[[ Extract to read, beginning ]]
Mexico: Nobel literature laureate Gabriel Garcia Marquez, arguably best known for his "One Hundred Years of Solitude," is suffering from senile dementia, his brother says.
The 85-year-old author's brother Jaime told El Universal in Mexico, where Garcia Marquez lives, that he speaks to the 1982 Nobel winner nearly every day from their native Colombia, hoping to help keep some of his memories alive.
"What he has are some memory issues; in our family, we all end up with senile dementia. I am starting to get some of the onset complications and he already is in the throes of it," said Jaime Garcia Marquez.
He said it had been a very slow downward slide for his author brother, who has had some symptoms of the condition since 1999, when he was treated for lymphatic cancer - a condition which nearly killed him.
The author then underwent chemotherapy treatment, which sped up the pace of memory loss, his brother added.
Garcia Marquez, who is also known for "Love in the Time of Cholera" and "No One Writes to the Colonel," lives in Mexico City with his wife Mercedes.
[[ Extract to read, end ]]
• **Things to do**
1. According to the news report about Gabriel Garcia Marquez, in what year did he win the Nobel Prize?
2. Resume the news report about Gabriel Garcia Marquez's memory loss, picking up after its final sentence.
[[ Extracted entries, beginning ]]
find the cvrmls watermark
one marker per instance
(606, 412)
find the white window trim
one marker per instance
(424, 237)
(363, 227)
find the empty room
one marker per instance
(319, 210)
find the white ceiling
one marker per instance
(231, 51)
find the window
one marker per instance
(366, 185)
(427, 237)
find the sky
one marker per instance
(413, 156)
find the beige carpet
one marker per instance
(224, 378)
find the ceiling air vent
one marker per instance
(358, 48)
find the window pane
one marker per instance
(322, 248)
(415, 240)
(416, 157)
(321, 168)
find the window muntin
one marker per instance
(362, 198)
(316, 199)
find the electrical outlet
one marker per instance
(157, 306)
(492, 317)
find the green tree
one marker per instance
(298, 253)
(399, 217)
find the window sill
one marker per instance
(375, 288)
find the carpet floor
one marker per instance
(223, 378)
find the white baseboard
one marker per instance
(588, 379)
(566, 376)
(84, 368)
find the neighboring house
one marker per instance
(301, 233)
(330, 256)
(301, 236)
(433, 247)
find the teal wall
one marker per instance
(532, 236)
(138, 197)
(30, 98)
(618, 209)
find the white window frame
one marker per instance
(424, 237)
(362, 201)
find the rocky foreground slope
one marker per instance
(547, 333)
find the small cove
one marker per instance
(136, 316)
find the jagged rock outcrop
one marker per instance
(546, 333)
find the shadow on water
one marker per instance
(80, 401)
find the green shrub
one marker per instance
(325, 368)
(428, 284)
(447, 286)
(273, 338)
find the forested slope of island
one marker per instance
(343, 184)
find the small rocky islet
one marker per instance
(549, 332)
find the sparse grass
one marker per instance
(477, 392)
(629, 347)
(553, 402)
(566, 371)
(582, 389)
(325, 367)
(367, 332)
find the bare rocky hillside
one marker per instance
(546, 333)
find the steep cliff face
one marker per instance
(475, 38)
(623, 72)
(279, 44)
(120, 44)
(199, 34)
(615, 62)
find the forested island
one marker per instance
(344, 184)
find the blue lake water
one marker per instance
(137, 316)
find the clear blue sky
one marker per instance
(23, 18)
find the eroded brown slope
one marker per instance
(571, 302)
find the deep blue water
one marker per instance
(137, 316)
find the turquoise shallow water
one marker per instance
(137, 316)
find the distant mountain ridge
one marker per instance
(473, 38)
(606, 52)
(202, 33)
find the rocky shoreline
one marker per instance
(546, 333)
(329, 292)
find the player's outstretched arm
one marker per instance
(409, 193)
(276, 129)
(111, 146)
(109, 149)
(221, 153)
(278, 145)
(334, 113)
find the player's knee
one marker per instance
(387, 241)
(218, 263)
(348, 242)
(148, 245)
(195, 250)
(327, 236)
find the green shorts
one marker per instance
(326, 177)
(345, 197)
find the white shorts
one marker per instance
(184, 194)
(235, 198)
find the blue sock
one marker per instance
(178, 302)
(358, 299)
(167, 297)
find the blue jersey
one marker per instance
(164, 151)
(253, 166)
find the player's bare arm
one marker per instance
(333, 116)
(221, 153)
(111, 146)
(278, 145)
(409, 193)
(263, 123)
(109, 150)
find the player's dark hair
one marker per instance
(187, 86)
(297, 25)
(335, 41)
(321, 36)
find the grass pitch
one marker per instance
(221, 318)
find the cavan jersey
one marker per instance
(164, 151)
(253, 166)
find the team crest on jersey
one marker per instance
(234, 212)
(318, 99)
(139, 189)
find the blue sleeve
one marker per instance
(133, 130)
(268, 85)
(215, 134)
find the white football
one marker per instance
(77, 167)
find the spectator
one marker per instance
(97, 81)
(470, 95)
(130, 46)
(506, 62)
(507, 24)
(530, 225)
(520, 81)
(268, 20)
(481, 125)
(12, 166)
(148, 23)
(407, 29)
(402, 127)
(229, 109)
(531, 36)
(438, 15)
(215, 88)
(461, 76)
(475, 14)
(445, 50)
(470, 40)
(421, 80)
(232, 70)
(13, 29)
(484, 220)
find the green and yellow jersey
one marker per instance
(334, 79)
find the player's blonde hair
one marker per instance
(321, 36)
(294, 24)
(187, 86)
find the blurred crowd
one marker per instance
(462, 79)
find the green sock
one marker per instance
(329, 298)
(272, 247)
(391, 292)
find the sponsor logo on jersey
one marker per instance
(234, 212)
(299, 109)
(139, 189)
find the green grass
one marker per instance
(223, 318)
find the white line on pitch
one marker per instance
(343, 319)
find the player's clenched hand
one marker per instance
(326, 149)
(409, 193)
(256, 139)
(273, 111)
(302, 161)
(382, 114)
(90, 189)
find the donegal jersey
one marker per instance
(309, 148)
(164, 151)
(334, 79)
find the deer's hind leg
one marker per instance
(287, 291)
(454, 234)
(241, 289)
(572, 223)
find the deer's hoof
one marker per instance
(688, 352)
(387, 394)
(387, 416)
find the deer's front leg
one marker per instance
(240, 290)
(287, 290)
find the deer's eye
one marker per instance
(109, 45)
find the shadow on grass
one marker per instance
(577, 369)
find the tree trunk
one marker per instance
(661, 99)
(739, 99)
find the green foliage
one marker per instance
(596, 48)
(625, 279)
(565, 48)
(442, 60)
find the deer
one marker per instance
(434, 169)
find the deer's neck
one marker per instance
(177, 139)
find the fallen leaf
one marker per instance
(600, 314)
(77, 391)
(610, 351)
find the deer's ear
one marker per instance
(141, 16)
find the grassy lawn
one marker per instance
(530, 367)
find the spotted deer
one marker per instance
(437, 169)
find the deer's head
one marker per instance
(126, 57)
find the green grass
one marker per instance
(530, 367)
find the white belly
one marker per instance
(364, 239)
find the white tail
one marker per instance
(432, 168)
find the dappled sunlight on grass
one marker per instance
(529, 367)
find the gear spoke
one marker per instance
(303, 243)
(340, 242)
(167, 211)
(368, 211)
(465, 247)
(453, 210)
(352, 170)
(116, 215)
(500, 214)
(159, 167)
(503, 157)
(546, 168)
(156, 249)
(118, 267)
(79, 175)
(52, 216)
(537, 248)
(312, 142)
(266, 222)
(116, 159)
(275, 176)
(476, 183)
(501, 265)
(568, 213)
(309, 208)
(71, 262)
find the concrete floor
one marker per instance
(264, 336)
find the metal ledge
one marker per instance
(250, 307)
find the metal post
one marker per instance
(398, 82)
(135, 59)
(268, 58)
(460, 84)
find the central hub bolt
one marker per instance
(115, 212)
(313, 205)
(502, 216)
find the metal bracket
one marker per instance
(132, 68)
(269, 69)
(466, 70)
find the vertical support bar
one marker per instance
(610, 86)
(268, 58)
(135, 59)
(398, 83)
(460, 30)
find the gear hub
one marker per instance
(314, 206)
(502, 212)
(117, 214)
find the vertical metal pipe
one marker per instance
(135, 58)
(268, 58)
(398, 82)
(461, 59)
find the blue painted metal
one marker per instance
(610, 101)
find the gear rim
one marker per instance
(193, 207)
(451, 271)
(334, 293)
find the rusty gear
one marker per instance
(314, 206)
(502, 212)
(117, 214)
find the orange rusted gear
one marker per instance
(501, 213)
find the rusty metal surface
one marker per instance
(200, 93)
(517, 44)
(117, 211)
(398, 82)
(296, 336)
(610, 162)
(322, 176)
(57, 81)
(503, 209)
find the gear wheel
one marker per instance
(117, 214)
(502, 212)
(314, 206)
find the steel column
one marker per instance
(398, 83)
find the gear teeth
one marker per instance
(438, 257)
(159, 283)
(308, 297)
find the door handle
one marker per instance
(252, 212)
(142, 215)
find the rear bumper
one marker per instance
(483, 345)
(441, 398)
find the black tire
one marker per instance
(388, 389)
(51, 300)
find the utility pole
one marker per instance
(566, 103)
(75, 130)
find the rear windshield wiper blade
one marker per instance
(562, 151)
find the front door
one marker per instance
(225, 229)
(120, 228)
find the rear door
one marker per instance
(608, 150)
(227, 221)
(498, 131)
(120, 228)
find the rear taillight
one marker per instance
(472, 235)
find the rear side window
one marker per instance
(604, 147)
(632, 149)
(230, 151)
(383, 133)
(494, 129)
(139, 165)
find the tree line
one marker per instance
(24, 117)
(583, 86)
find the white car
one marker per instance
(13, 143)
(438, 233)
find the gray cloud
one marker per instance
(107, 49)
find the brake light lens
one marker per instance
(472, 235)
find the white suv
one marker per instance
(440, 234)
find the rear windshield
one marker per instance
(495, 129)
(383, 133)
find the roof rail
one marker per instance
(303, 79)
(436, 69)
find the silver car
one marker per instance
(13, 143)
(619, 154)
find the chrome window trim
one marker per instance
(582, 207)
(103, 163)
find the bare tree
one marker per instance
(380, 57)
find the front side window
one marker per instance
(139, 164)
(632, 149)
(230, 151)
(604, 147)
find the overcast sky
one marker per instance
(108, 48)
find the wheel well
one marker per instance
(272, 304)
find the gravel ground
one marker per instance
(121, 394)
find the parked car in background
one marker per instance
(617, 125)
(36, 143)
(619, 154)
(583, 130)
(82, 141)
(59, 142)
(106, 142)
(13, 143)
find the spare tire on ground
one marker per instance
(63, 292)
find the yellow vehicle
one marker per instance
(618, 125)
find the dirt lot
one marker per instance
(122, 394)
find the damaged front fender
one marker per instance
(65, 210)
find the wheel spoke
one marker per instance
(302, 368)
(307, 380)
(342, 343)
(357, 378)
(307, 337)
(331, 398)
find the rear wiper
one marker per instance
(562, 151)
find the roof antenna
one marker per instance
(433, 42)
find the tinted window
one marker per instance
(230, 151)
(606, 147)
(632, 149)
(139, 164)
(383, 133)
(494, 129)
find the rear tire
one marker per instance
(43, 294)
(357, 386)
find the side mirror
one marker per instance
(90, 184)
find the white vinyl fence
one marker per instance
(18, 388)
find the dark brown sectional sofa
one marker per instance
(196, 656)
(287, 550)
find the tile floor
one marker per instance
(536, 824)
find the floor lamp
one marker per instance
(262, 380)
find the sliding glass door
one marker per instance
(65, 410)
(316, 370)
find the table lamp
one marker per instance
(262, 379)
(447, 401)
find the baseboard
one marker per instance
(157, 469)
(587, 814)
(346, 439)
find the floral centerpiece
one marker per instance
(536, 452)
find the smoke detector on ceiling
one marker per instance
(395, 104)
[[ Extracted entries, end ]]
• **Numbered responses**
1. 1982

2.
Garcia Marquez was born on March 6, 1927 in the Colombian Caribbean town of Aracataca but has lived in Mexico for several decades.
Weakened by cancer, he did not resume writing after his latest novel, "Memories of My Melancholy Whores," in 2004.
This year marks the 30th anniversary since Garcia Marquez received the Nobel Prize for Literature. "One Hundred Years of Solitude" has already sold 30 million copies worldwide.
"One Hundred Years of Solitude" tells the saga of a troubled family of Macondo, an imaginary village, in the 19th and 20th centuries. It has been translated into 35 languages but only now is appearing in a digital edition.